Work to be completed. Turn the records below into a numbered list, one line per item, skipping any blank lines. Leave the pictures out of your answer.

Records to process.

· · · · · · ·

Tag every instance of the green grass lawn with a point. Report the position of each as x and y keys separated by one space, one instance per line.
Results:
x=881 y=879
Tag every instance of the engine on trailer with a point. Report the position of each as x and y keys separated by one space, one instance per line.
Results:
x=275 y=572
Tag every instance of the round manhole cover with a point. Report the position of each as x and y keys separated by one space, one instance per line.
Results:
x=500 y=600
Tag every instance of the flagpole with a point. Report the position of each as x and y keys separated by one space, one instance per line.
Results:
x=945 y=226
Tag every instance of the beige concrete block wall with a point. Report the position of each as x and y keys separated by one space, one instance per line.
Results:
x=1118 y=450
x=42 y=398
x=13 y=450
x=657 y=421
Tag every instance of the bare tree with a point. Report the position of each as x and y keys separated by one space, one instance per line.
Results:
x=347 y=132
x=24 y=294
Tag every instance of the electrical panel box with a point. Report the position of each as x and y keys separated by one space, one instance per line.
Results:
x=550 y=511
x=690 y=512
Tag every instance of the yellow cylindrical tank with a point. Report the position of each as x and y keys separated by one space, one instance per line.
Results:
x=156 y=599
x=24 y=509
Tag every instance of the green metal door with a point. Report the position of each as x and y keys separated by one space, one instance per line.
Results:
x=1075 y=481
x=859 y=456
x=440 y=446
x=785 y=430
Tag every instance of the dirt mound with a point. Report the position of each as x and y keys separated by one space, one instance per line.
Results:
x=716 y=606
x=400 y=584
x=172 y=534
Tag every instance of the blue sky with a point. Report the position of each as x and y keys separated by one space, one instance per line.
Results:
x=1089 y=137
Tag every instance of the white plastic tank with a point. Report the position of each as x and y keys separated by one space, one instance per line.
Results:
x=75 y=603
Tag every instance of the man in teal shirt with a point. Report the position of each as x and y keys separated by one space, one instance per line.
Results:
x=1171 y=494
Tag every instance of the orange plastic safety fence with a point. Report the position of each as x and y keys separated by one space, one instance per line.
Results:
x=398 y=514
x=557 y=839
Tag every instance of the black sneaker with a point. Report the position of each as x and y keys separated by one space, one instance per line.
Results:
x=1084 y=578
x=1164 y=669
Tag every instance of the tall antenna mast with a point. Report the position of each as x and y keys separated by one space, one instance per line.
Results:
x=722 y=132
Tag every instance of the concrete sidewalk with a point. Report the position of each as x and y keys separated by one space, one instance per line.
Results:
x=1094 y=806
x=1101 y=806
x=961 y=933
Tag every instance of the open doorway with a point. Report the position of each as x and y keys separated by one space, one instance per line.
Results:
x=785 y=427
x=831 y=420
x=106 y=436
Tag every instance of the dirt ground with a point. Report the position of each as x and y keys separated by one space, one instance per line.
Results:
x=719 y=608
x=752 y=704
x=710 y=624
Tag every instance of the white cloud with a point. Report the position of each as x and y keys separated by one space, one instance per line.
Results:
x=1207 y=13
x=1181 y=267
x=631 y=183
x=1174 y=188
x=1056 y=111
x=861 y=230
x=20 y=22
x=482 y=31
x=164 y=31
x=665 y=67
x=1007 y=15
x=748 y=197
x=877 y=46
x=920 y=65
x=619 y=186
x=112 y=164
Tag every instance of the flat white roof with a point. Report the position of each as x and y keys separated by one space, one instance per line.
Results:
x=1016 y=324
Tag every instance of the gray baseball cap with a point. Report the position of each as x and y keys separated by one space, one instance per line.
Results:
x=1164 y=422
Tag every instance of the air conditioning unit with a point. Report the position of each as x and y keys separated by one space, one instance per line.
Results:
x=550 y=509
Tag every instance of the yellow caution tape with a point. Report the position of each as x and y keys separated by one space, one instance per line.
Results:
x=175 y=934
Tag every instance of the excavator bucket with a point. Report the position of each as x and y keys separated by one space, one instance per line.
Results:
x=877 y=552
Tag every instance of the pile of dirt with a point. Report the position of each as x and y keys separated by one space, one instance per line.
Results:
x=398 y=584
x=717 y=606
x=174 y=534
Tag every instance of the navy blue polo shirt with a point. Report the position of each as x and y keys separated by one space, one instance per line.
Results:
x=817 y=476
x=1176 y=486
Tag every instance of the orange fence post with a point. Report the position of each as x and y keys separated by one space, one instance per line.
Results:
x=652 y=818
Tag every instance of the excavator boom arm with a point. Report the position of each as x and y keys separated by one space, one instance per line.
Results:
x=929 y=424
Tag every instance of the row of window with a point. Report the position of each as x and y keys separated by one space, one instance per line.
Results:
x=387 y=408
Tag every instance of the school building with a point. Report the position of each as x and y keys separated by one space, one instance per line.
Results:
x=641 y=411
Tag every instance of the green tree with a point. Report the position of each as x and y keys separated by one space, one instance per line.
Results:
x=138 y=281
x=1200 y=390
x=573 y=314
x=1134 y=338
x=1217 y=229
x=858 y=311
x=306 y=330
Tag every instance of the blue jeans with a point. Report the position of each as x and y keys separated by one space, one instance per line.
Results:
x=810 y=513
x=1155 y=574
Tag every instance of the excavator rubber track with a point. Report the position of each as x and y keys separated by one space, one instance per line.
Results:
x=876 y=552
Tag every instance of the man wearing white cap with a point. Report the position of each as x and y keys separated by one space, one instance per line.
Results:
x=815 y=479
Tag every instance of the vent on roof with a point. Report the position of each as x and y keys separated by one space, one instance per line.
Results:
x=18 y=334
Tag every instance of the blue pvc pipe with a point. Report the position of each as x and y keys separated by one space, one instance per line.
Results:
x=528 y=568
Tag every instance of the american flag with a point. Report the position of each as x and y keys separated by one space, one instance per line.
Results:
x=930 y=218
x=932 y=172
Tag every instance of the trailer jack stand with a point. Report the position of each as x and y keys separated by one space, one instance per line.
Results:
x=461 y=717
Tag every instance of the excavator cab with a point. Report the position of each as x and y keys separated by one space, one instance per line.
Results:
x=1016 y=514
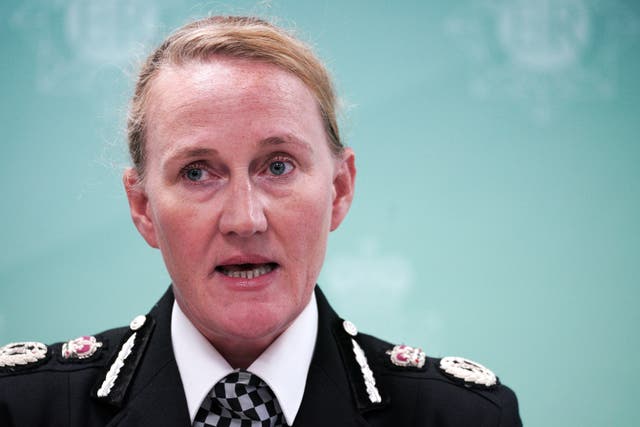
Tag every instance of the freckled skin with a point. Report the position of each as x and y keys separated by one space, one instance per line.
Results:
x=216 y=116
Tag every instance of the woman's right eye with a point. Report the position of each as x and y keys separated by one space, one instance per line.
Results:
x=194 y=173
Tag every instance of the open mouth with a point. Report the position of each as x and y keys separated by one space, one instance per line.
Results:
x=246 y=271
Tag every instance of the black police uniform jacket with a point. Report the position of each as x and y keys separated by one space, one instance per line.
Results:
x=148 y=391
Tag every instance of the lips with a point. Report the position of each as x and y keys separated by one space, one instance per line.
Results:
x=246 y=270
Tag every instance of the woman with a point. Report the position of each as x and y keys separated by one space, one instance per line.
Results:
x=238 y=176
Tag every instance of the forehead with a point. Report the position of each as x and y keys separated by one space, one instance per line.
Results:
x=224 y=88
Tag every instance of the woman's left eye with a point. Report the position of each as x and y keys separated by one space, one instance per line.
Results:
x=280 y=167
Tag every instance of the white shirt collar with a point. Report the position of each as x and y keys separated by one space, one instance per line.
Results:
x=283 y=365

· · · · · · ·

Final result.
1. Tag every instance of the green grass lawn with a point. Report the position of each as x and y keys separated by one space, one instance per line.
2. Results:
3. x=881 y=879
4. Tag every instance of the engine on trailer with a point. Report the position of each as x and y keys separated by one space, one instance per line.
5. Results:
6. x=275 y=572
7. Tag every instance of the round manhole cover with a point. Report the position of each as x and y keys separated by one space, one instance per line.
8. Results:
9. x=500 y=600
10. Tag every instance of the flagpole with a point. Report the position of each as x and y keys separated by one space, one instance per line.
11. Results:
12. x=945 y=226
13. Tag every instance of the beige concrete block wall with a point. Report the position of each as x and y keys separated by one space, one instance per line.
14. Results:
15. x=1118 y=450
16. x=42 y=398
17. x=13 y=450
18. x=657 y=421
19. Tag every instance of the bare tree with a point. Report the position of each as x and y keys separated by one space, one instance per line.
20. Results:
21. x=347 y=132
22. x=24 y=294
23. Tag every instance of the electrical panel box with a point. Report the position of each as x and y keys separated by one space, one instance per line.
24. Results:
25. x=550 y=511
26. x=690 y=512
27. Tag every instance of the yellow cylindrical tank with a point. Report the position of each as x and y keys separated by one space, one instance per line.
28. Results:
29. x=156 y=599
30. x=24 y=509
31. Tag every instance of the green metal door with a point. Report the position of each as x and y keys separated by one space, one instance per line.
32. Results:
33. x=1075 y=481
34. x=859 y=456
35. x=440 y=446
36. x=785 y=430
37. Tag every instance of the dirt mound with a point. Report the position of each as x and y keys separated by one space, one instance per line.
38. Results:
39. x=716 y=606
40. x=400 y=584
41. x=172 y=534
42. Tag every instance of the blue sky with a point. Report the position of each as x and y keys separated by one space, one instance per line.
43. Results:
44. x=1089 y=137
45. Tag every instance of the white plastic tank with a point. Report the position of each as x and y keys separated by one space, one instance per line.
46. Results:
47. x=75 y=603
48. Tag every instance of the man in teal shirt with a point. Report the position of each as x and y keys separated by one space, one instance per line.
49. Results:
50. x=1171 y=494
51. Tag every instance of the orange plastic safety fence with a point. Report the position of each as x and y keys separated by one space, one instance per line.
52. Results:
53. x=398 y=514
54. x=557 y=839
55. Tag every instance of the black sneaker with a point. Report the position of each as x and y keys separated by one space, one instance per line.
56. Results:
57. x=1084 y=578
58. x=1164 y=669
59. Tag every instance of the tall antenna mast with a point. Report the position of each as x and y keys separated by one space, one instance per line.
60. Results:
61. x=722 y=132
62. Tag every instance of the concrete sidewalk with a point. Report the position of each as x and y keys separated by one space, one instance per line.
63. Results:
64. x=1094 y=806
65. x=1101 y=806
66. x=961 y=933
67. Tag every instance of the open doorway with a point. Report the position of each as x and y keys separated by one space, one instance per line.
68. Results:
69. x=785 y=427
70. x=831 y=420
71. x=106 y=436
72. Tag every instance of the dirt ground with a point. Report the position of each as x and y keys separated by one space, one instance per line.
73. Results:
74. x=719 y=608
75. x=752 y=704
76. x=710 y=624
77. Tag every instance of the white cloud with a point. Report the position of each as x and y keys separated by one space, one instance per line.
78. Results:
79. x=1207 y=13
80. x=1181 y=267
81. x=631 y=183
82. x=1174 y=188
83. x=1056 y=111
84. x=861 y=230
85. x=20 y=22
86. x=482 y=31
87. x=164 y=31
88. x=665 y=67
89. x=1007 y=15
90. x=748 y=197
91. x=877 y=46
92. x=920 y=65
93. x=619 y=186
94. x=112 y=164
95. Tag every instance of the flat white roof with a point. Report the position of each as x and y keys separated by one space, one instance per line.
96. Results:
97. x=1016 y=324
98. Tag every instance of the gray baseball cap with a point. Report the position of each as x and y keys separated by one space, one instance per line.
99. Results:
100. x=1164 y=422
101. Tag every instance of the air conditioning unit with a point. Report the position of each as x and y keys separated by one space, one instance per line.
102. Results:
103. x=550 y=509
104. Tag every instance of the yellow caution tape with a point. Report the position of each as x and y keys separated by one space, one instance per line.
105. Results:
106. x=175 y=934
107. Tag every instance of the excavator bucket with a point. Report the position of each as x and y keys separated by one space, one instance per line.
108. Results:
109. x=877 y=552
110. Tag every instance of the pile of dirt with a point. Report the position of each as x and y keys separated by one space, one instance per line.
111. Results:
112. x=398 y=584
113. x=717 y=606
114. x=174 y=534
115. Tag every instance of the navy blue polo shirt with a point. Report the position of each as x and y keys separated by one space, one instance per line.
116. Results:
117. x=817 y=476
118. x=1176 y=486
119. Tag every instance of the orange fence post with a point. Report the position of each as x and y keys separated by one space, one instance per line.
120. Results:
121. x=652 y=818
122. Tag every instance of the excavator boom arm with a point. Report the position of each as x and y keys separated by one space, one instance per line.
123. Results:
124. x=929 y=424
125. Tag every instance of the row of window with a point. Report the position of each as x and y keys separated by one space, one instance per line.
126. Results:
127. x=387 y=408
128. Tag every instance of the school building with a point. Report the position of each as x and y keys separated by one space, one instance per line.
129. Results:
130. x=641 y=411
131. Tag every instance of the green tree with a point. Report the position of each as x and y keys separated by one space, one instance per line.
132. Results:
133. x=138 y=281
134. x=1200 y=390
135. x=573 y=314
136. x=1134 y=338
137. x=1217 y=229
138. x=858 y=311
139. x=306 y=330
140. Tag every instance of the blue jeans with a point. Report the position of each as x and y keys separated by one space, one instance per line.
141. Results:
142. x=810 y=513
143. x=1155 y=574
144. Tag every instance of the excavator rubber track with a point. Report the position of each as x and y keys separated by one space, one instance per line.
145. Results:
146. x=876 y=552
147. Tag every instance of the man wearing white cap with a point. Report the position of each as x and y keys separated by one space, one instance per line.
148. Results:
149. x=815 y=479
150. Tag every instance of the vent on roof with a point. Report the position of each as x and y keys separated by one space, one instance per line.
151. Results:
152. x=18 y=334
153. Tag every instance of the blue pvc pipe with a point. Report the position of each as x and y keys separated by one space, one instance per line.
154. Results:
155. x=528 y=568
156. Tag every instance of the american flag with a point. Report the position of each as x and y keys separated by one space, one instance per line.
157. Results:
158. x=930 y=218
159. x=932 y=172
160. Tag every instance of the trailer jack stand with a point. Report the position of each as x and y keys separated by one space, one instance per line.
161. Results:
162. x=461 y=717
163. Tag every instance of the excavator cab with a point. Report the position of each as x and y keys separated by one space, one instance per line.
164. Results:
165. x=1016 y=514
166. Tag every instance of the freckled skin with a point. Report the position of each as x and y keys separated by one space, one instance per line.
167. Results:
168. x=216 y=116
169. Tag every instance of the woman's right eye with a point. Report the position of each as x and y keys separated by one space, one instance per line.
170. Results:
171. x=194 y=173
172. Tag every instance of the open mouth with a point. Report the position of each as x and y keys separated by one space, one instance per line.
173. Results:
174. x=246 y=271
175. Tag every instance of the black police uniform jacket with a point. Report the position of each as x and y keys separated by one space, one instance per line.
176. Results:
177. x=148 y=391
178. Tag every instance of the lips with a point. Report the position of each as x and y keys separated by one space, one instance per line.
179. Results:
180. x=246 y=270
181. Tag every instance of the woman with a point. Report the position of each as x and y keys separated by one space, one instance per line.
182. Results:
183. x=238 y=176
184. Tag every instance of the forehead with a point. Report the position of each as x and y keys separated by one space, one instance per line.
185. Results:
186. x=224 y=88
187. Tag every instance of the woman's left eye with a point. Report the position of each as x and y keys separated by one space, one instance per line.
188. Results:
189. x=280 y=167
190. Tag every instance of the white shirt collar with a point. Report the position of each as x and y keys separated by one space, one instance per line.
191. Results:
192. x=283 y=365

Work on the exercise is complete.